━━━━━ Dataset excerpts
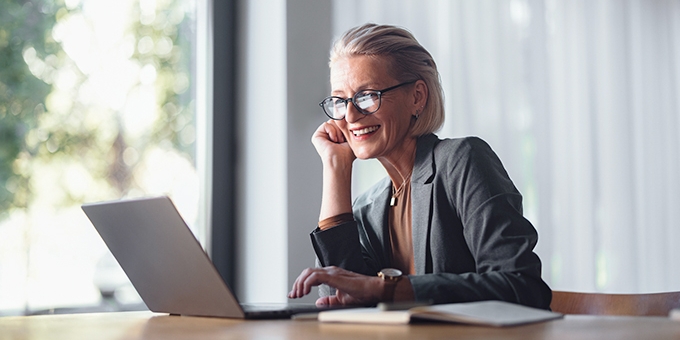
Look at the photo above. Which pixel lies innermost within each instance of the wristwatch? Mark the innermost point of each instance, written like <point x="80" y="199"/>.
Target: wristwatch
<point x="390" y="276"/>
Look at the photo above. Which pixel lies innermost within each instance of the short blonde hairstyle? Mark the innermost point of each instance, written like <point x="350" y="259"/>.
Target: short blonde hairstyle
<point x="407" y="61"/>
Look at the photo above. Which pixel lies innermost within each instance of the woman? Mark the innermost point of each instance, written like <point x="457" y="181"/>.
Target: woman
<point x="448" y="215"/>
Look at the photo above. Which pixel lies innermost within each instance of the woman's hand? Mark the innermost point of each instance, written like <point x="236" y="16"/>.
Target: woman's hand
<point x="337" y="157"/>
<point x="352" y="288"/>
<point x="330" y="143"/>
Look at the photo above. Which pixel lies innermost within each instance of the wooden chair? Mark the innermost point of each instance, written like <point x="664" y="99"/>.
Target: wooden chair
<point x="657" y="304"/>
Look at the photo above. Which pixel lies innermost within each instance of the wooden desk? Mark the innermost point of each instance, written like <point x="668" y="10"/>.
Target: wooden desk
<point x="146" y="325"/>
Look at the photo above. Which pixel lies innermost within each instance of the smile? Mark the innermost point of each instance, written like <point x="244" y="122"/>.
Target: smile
<point x="364" y="131"/>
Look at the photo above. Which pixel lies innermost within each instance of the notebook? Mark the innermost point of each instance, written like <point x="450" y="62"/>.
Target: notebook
<point x="484" y="313"/>
<point x="167" y="265"/>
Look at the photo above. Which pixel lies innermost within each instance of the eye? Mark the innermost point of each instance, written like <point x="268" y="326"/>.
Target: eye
<point x="367" y="100"/>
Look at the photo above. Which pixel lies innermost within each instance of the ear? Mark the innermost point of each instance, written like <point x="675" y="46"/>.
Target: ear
<point x="420" y="93"/>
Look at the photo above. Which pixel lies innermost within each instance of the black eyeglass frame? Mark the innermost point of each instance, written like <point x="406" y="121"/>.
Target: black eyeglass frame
<point x="353" y="100"/>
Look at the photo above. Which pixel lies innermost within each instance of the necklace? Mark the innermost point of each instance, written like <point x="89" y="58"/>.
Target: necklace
<point x="397" y="191"/>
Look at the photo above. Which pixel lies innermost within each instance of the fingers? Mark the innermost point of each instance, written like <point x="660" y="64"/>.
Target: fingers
<point x="309" y="278"/>
<point x="328" y="131"/>
<point x="352" y="288"/>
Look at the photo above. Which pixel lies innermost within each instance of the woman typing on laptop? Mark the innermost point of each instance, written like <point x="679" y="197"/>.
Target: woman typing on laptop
<point x="446" y="225"/>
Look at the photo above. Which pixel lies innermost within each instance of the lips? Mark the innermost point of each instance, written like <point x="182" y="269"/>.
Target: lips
<point x="366" y="130"/>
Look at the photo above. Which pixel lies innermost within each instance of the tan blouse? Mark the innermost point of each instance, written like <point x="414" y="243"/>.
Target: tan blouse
<point x="401" y="239"/>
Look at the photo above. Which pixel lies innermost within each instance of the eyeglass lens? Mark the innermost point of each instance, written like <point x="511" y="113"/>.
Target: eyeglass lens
<point x="366" y="102"/>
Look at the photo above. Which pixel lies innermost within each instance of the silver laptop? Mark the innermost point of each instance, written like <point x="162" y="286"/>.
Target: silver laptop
<point x="167" y="265"/>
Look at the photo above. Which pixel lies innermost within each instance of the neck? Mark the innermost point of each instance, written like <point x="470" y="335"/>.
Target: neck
<point x="399" y="165"/>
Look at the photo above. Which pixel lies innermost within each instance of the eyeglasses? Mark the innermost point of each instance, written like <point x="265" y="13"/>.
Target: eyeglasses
<point x="365" y="101"/>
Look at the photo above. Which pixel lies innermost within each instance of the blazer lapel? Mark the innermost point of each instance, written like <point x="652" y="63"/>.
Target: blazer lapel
<point x="421" y="199"/>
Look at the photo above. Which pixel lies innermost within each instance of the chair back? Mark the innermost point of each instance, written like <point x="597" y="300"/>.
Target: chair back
<point x="656" y="304"/>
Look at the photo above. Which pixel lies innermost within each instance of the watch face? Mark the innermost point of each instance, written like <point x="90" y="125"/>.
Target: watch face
<point x="391" y="272"/>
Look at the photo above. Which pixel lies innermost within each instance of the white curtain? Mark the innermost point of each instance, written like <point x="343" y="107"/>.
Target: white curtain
<point x="581" y="100"/>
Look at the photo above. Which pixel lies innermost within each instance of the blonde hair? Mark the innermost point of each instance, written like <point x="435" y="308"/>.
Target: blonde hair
<point x="407" y="61"/>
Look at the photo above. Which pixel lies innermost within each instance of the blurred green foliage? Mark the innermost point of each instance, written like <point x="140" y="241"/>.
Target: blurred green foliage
<point x="22" y="96"/>
<point x="32" y="135"/>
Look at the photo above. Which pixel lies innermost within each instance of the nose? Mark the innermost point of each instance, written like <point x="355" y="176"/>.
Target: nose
<point x="352" y="115"/>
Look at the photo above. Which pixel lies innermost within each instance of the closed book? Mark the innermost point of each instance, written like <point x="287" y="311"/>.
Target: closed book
<point x="489" y="313"/>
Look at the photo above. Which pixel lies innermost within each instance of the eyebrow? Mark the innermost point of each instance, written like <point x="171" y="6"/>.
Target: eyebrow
<point x="336" y="93"/>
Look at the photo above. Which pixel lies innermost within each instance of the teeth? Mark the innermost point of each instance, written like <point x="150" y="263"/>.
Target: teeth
<point x="365" y="130"/>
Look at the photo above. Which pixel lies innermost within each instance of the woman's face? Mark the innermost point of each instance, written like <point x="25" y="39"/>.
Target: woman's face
<point x="383" y="133"/>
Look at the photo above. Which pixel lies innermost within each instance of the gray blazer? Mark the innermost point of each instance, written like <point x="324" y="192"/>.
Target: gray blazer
<point x="470" y="240"/>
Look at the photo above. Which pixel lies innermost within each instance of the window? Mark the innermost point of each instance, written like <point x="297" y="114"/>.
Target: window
<point x="97" y="102"/>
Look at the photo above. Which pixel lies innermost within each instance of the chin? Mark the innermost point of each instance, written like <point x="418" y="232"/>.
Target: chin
<point x="363" y="154"/>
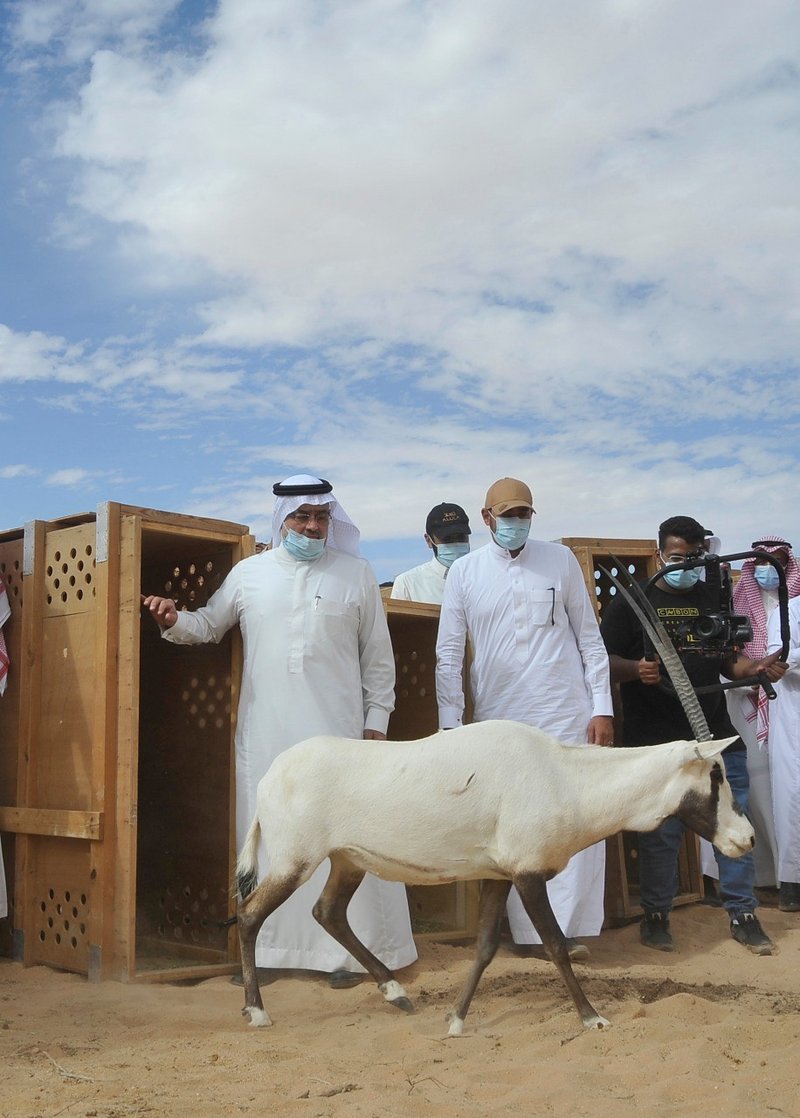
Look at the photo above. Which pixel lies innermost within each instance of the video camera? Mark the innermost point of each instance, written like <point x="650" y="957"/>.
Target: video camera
<point x="721" y="632"/>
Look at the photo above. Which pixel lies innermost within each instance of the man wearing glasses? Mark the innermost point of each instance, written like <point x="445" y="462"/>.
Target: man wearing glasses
<point x="537" y="657"/>
<point x="317" y="660"/>
<point x="653" y="713"/>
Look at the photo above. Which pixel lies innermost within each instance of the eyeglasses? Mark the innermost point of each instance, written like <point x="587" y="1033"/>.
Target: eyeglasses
<point x="681" y="558"/>
<point x="305" y="518"/>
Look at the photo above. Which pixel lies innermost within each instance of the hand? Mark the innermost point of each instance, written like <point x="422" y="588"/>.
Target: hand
<point x="600" y="730"/>
<point x="772" y="668"/>
<point x="649" y="671"/>
<point x="163" y="610"/>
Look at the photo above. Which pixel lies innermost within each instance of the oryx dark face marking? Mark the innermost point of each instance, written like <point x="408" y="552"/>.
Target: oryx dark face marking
<point x="700" y="812"/>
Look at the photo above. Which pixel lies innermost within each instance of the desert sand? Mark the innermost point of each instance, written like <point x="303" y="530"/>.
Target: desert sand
<point x="710" y="1030"/>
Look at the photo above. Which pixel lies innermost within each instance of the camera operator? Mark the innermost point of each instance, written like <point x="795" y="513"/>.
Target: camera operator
<point x="653" y="713"/>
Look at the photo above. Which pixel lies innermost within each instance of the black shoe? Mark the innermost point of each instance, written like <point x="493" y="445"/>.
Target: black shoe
<point x="745" y="929"/>
<point x="789" y="897"/>
<point x="654" y="931"/>
<point x="343" y="979"/>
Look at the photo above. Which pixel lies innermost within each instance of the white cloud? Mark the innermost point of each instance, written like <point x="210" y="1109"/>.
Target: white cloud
<point x="514" y="187"/>
<point x="19" y="470"/>
<point x="428" y="244"/>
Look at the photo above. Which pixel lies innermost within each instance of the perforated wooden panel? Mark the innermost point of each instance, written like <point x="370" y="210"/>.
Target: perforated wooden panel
<point x="60" y="903"/>
<point x="69" y="570"/>
<point x="11" y="574"/>
<point x="413" y="641"/>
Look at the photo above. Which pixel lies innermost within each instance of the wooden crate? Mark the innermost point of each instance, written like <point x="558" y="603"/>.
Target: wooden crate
<point x="441" y="912"/>
<point x="11" y="561"/>
<point x="621" y="854"/>
<point x="124" y="807"/>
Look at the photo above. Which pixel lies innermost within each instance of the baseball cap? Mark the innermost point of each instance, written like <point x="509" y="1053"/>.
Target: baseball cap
<point x="508" y="493"/>
<point x="447" y="519"/>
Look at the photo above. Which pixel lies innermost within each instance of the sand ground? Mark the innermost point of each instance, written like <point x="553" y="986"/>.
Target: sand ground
<point x="710" y="1030"/>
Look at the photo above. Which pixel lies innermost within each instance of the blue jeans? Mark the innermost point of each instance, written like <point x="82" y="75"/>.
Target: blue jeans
<point x="658" y="855"/>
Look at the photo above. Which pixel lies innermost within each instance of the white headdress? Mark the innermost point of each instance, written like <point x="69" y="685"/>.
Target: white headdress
<point x="304" y="489"/>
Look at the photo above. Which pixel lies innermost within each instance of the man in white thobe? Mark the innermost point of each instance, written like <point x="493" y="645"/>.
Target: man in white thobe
<point x="784" y="758"/>
<point x="317" y="660"/>
<point x="447" y="533"/>
<point x="537" y="657"/>
<point x="755" y="595"/>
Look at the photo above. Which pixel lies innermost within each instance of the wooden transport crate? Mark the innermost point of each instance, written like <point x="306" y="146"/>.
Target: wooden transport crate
<point x="621" y="865"/>
<point x="11" y="545"/>
<point x="123" y="813"/>
<point x="443" y="912"/>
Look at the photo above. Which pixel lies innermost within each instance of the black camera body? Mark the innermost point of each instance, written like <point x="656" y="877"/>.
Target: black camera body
<point x="714" y="634"/>
<point x="718" y="632"/>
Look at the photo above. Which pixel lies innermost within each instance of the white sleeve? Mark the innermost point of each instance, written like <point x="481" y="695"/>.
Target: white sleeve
<point x="450" y="645"/>
<point x="773" y="634"/>
<point x="210" y="622"/>
<point x="375" y="657"/>
<point x="400" y="589"/>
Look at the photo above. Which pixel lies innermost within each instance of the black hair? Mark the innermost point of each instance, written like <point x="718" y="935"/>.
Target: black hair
<point x="684" y="528"/>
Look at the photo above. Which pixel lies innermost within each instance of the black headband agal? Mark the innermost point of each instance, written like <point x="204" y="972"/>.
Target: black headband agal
<point x="314" y="490"/>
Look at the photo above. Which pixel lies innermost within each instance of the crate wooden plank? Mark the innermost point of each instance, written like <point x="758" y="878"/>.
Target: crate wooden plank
<point x="11" y="560"/>
<point x="47" y="821"/>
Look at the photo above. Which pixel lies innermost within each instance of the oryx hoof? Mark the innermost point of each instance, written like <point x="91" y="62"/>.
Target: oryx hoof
<point x="259" y="1019"/>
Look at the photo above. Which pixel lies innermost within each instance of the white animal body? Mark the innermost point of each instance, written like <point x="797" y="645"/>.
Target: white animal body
<point x="496" y="801"/>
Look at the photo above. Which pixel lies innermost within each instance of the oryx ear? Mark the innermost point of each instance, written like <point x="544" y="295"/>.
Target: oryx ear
<point x="704" y="750"/>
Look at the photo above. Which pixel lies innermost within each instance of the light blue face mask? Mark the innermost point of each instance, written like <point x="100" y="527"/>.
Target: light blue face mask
<point x="682" y="579"/>
<point x="303" y="547"/>
<point x="511" y="532"/>
<point x="767" y="577"/>
<point x="448" y="552"/>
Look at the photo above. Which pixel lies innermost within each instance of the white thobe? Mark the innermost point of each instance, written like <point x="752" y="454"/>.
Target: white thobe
<point x="5" y="614"/>
<point x="760" y="797"/>
<point x="537" y="657"/>
<point x="784" y="747"/>
<point x="317" y="659"/>
<point x="421" y="584"/>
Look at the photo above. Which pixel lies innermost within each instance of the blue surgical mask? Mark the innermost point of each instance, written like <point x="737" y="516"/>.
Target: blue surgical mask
<point x="511" y="532"/>
<point x="303" y="547"/>
<point x="682" y="579"/>
<point x="448" y="552"/>
<point x="767" y="577"/>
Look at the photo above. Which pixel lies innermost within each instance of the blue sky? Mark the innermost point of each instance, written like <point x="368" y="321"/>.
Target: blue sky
<point x="407" y="246"/>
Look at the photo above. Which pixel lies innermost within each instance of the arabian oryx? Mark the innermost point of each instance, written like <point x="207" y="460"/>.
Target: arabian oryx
<point x="497" y="802"/>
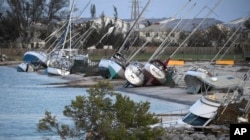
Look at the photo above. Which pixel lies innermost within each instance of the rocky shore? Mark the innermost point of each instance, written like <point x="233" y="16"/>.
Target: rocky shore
<point x="176" y="94"/>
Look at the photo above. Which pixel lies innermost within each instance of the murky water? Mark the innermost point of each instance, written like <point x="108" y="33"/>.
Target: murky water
<point x="24" y="98"/>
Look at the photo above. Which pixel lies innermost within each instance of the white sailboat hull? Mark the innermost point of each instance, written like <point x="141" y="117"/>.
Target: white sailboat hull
<point x="156" y="75"/>
<point x="103" y="67"/>
<point x="35" y="57"/>
<point x="24" y="67"/>
<point x="134" y="74"/>
<point x="116" y="70"/>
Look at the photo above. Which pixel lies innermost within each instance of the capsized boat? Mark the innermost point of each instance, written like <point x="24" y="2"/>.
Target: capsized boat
<point x="155" y="71"/>
<point x="134" y="74"/>
<point x="36" y="58"/>
<point x="116" y="66"/>
<point x="192" y="80"/>
<point x="25" y="67"/>
<point x="118" y="62"/>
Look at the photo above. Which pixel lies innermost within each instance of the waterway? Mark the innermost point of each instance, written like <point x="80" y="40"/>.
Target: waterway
<point x="24" y="97"/>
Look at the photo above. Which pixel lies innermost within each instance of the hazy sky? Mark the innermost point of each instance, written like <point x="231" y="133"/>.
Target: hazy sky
<point x="227" y="10"/>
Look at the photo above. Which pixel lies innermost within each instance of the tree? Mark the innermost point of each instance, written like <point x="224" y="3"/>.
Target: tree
<point x="104" y="114"/>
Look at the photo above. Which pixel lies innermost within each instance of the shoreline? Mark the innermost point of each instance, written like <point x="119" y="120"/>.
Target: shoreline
<point x="176" y="94"/>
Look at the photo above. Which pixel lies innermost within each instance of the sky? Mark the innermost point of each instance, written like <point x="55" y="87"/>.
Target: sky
<point x="227" y="10"/>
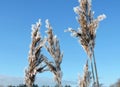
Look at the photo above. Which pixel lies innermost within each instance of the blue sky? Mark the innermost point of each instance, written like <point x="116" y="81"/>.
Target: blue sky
<point x="16" y="18"/>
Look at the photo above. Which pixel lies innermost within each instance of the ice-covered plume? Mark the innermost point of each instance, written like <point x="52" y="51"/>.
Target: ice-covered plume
<point x="101" y="17"/>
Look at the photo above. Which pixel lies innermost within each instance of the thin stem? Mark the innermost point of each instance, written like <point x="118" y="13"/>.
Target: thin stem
<point x="95" y="67"/>
<point x="92" y="72"/>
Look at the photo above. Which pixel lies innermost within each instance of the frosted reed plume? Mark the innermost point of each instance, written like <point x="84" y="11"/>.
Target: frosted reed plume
<point x="35" y="57"/>
<point x="86" y="34"/>
<point x="53" y="48"/>
<point x="85" y="80"/>
<point x="87" y="31"/>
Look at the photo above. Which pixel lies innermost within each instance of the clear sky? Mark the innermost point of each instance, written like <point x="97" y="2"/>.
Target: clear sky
<point x="16" y="17"/>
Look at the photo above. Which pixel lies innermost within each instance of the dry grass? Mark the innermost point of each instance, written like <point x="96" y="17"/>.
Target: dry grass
<point x="53" y="48"/>
<point x="86" y="34"/>
<point x="35" y="57"/>
<point x="38" y="62"/>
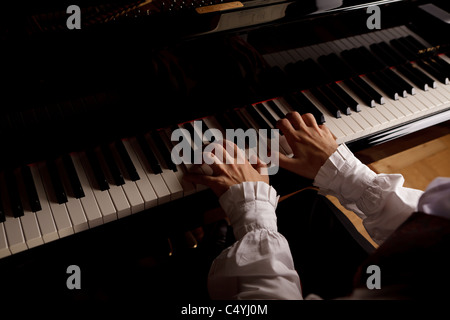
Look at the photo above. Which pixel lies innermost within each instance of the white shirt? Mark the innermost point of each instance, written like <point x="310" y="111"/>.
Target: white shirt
<point x="259" y="264"/>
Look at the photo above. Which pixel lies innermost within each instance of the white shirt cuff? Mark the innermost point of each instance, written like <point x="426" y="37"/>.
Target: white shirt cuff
<point x="250" y="206"/>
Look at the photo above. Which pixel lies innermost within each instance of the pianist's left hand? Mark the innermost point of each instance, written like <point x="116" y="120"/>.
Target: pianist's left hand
<point x="228" y="173"/>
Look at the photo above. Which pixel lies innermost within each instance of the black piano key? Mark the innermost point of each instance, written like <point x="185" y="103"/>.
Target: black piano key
<point x="401" y="82"/>
<point x="261" y="108"/>
<point x="2" y="212"/>
<point x="357" y="90"/>
<point x="30" y="187"/>
<point x="326" y="102"/>
<point x="300" y="103"/>
<point x="410" y="46"/>
<point x="384" y="84"/>
<point x="336" y="99"/>
<point x="149" y="155"/>
<point x="194" y="134"/>
<point x="294" y="104"/>
<point x="163" y="150"/>
<point x="262" y="124"/>
<point x="275" y="108"/>
<point x="349" y="101"/>
<point x="57" y="184"/>
<point x="187" y="137"/>
<point x="73" y="176"/>
<point x="204" y="126"/>
<point x="374" y="64"/>
<point x="361" y="62"/>
<point x="418" y="82"/>
<point x="112" y="165"/>
<point x="385" y="56"/>
<point x="445" y="66"/>
<point x="389" y="81"/>
<point x="336" y="67"/>
<point x="223" y="121"/>
<point x="126" y="160"/>
<point x="298" y="75"/>
<point x="389" y="50"/>
<point x="237" y="121"/>
<point x="14" y="195"/>
<point x="429" y="67"/>
<point x="408" y="54"/>
<point x="373" y="93"/>
<point x="316" y="74"/>
<point x="422" y="76"/>
<point x="355" y="61"/>
<point x="99" y="175"/>
<point x="414" y="42"/>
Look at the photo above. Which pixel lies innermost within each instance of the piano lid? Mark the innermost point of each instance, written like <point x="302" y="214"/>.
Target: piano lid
━━━━━━━━━━
Each line from the one containing "of the piano" to the end of the listing above should be copied exactly, and nothing else.

Look at the photo above. Which pixel lies innermost within each instance of the piano lid? Mark the innermost point of each instance, written like <point x="302" y="214"/>.
Target: piano lid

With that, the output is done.